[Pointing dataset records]
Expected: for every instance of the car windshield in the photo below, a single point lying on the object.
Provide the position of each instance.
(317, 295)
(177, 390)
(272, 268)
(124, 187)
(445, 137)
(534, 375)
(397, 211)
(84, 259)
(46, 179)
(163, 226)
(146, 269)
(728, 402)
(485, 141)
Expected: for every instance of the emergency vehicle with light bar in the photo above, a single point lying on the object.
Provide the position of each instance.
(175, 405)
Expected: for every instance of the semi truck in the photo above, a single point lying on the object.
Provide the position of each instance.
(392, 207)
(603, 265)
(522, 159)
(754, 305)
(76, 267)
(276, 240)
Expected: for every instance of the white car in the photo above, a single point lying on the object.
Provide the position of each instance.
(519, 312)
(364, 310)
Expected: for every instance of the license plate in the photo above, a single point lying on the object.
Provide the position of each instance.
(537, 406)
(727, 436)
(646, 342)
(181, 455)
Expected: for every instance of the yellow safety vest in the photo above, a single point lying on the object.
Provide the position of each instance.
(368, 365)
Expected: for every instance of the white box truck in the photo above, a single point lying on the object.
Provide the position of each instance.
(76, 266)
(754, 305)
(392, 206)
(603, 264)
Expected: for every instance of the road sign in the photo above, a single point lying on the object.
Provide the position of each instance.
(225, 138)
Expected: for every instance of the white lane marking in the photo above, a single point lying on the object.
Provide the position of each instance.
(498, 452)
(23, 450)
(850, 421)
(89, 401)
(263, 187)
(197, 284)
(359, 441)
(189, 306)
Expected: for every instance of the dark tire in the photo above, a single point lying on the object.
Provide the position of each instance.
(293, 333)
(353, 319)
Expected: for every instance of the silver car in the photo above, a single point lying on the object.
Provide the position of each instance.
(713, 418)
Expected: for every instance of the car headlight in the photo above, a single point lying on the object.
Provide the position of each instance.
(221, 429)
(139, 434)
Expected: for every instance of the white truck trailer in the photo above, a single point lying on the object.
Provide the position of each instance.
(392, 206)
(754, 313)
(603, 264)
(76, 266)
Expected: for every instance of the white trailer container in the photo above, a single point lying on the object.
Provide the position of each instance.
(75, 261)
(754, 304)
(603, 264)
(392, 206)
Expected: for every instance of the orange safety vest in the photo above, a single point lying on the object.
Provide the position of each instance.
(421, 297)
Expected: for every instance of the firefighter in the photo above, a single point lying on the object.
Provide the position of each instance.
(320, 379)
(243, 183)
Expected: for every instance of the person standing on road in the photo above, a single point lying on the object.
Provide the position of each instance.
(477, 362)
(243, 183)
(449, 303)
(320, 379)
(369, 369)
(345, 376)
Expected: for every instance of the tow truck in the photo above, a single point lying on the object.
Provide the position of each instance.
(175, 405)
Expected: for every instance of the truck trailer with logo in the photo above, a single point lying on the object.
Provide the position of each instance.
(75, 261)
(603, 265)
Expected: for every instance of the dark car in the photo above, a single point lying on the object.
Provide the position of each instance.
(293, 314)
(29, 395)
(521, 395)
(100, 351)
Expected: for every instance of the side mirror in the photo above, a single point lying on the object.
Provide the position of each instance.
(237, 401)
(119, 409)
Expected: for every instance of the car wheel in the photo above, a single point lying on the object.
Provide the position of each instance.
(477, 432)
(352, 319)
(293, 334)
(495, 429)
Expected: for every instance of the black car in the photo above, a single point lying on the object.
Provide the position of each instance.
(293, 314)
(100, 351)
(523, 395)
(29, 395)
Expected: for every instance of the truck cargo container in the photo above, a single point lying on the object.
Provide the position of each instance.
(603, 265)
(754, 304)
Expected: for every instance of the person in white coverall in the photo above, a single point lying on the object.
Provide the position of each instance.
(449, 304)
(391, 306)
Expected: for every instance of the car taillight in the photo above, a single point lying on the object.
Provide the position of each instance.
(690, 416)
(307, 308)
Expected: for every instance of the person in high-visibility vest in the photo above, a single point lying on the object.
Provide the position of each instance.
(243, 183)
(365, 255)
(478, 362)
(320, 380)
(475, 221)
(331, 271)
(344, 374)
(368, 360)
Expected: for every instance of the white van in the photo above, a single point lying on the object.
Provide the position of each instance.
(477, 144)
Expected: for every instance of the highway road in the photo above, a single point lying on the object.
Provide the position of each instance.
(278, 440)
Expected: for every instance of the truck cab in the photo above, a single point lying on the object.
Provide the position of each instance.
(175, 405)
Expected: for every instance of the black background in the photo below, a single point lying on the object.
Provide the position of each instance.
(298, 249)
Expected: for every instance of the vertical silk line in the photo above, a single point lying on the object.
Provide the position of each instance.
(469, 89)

== WORK TO DO ==
Reproduce exactly the line that holds "Expected: for every instance of the highway", then every line after it, ending with the final line of the records above.

== EXERCISE RESPONSE ==
Expected: for every instance of the highway road in the photo above, a single point lying on the object.
Provide the position of each instance.
(278, 440)
Expected: for every instance of the truck cab in the photo above, a single point lying on the object.
Provide the position of each instance.
(175, 405)
Expected: for every instance of the black background in the photo below, a single point lying on the object.
Provide the position of each instance.
(298, 249)
Expected: for every instance of the vertical silk line in the photo above, a single point lying on the object.
Provide the position of each instance.
(469, 89)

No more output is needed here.